PROVIDED DATA:
— Start —

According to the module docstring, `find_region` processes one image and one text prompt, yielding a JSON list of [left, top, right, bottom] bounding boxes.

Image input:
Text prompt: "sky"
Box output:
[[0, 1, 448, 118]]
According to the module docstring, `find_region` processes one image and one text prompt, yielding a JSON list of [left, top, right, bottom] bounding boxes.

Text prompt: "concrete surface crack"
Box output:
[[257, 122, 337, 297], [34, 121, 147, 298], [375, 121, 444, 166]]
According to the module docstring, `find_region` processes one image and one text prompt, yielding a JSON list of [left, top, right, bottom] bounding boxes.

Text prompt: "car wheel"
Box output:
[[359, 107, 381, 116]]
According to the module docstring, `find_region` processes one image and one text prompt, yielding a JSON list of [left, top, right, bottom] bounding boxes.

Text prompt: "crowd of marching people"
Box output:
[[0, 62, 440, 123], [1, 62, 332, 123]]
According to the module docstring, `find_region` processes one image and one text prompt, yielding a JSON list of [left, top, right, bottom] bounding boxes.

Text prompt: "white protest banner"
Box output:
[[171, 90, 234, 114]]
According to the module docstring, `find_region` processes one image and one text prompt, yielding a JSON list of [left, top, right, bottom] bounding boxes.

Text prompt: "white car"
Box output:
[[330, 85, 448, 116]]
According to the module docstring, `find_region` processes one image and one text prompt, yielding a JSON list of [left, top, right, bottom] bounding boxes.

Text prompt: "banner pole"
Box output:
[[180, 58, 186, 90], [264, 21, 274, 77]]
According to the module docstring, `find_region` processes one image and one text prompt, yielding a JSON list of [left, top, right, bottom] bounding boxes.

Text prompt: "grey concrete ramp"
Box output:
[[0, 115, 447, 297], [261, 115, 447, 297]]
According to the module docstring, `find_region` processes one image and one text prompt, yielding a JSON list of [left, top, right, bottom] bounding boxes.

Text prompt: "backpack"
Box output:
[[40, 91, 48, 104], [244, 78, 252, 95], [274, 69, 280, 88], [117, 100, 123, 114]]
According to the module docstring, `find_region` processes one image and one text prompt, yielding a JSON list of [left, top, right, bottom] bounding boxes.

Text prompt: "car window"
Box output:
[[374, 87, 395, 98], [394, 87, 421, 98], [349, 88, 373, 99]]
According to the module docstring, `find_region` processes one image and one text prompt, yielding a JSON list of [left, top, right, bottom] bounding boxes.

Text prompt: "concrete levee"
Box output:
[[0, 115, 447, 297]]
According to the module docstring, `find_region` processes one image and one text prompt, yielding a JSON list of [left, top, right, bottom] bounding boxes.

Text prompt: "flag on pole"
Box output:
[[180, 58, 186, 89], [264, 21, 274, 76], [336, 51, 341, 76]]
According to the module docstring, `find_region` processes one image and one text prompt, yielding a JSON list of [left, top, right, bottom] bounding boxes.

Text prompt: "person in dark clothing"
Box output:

— End —

WHAT TO WORK ON: Repeat the material above in full, exactly as it stands.

EXERCISE RESULT:
According to the module docstring, `find_region` processes one image and one text prompt, yielding a JSON list of [left, top, right, bottom] bounding boxes.

Image input:
Text prompt: "sky"
Box output:
[[0, 1, 448, 118]]
According to the module docstring, `find_region` processes one image and one text prompt, yielding a JSON list of [left, top, right, bottom] bounding boxes.

Text prompt: "concrete surface crack"
Box output:
[[257, 122, 337, 297], [34, 121, 147, 298], [375, 121, 444, 166]]
According to the module docstring, `find_region` processes one image and one text prompt, yielding a JSON list of [left, top, right, bottom] bounding boxes.

Text prompt: "car wheel"
Box output:
[[359, 107, 381, 116]]
According to the module docstring, `find_region` processes one image and one text prompt, yielding a JSON list of [left, top, right, bottom] bounding boxes.

Text prompt: "crowd of marching people"
Box output:
[[0, 62, 440, 123], [1, 62, 332, 123]]
According to the module docstring, `find_region` processes one image and one text prompt, yielding a JSON list of [left, top, right, bottom] bounding boxes.

Text prompt: "white protest banner"
Box output:
[[171, 90, 234, 114]]
According to the module docstring, `find_region` processes one image and one text prompt, yielding a JSON list of [left, top, right, bottom] bounding boxes.

Text prompt: "white car"
Box output:
[[330, 85, 448, 116]]
According to the module docstring, `find_region` processes one image and one text prompt, yielding a JSON list of [left, top, right, bottom] bounding boxes.

Text prompt: "banner pole"
Box output:
[[180, 58, 186, 90], [264, 21, 274, 77]]
According to the module docstring, `find_region` processes one image and one text prompt, yielding a JSON list of [left, top, right, bottom] bounding boxes.

Text prompt: "grey concrete ramp"
Box output:
[[0, 115, 447, 297], [261, 115, 447, 297]]
According to the module docstring, `find_region` processes one image and one text prompt, yielding a JSON list of [left, top, right, bottom] bounding boxes.

Text prompt: "backpack"
Box output:
[[40, 91, 48, 104], [244, 78, 252, 95], [274, 69, 280, 88], [117, 100, 123, 114]]
According to the module docstring, `find_region` processes one image and one text prompt, yielding a JSON list of [left, top, right, bottom] bounding boxes.

Text prompt: "car window"
Box output:
[[374, 87, 395, 98], [394, 87, 421, 98], [349, 88, 373, 99]]
According to the module docstring, `find_region` processes one image and one text prompt, yielding a JSON list of [left, top, right, bottom] bounding boxes.

Text prompt: "concrete levee"
Box output:
[[0, 115, 447, 297]]
According to the module docstring, `find_region` processes one image and one text prompt, yielding a JSON list of [left, top, right, bottom] bounding boxes.

Text prompt: "flag on pole"
Box output:
[[180, 58, 186, 89], [264, 21, 274, 76], [336, 51, 341, 76]]
According to the module docstring, `find_region` processes one image and one text prompt, yielding a JSON list of [left, top, right, bottom] bounding boxes.

Text prompt: "person in dark clothing"
Box output:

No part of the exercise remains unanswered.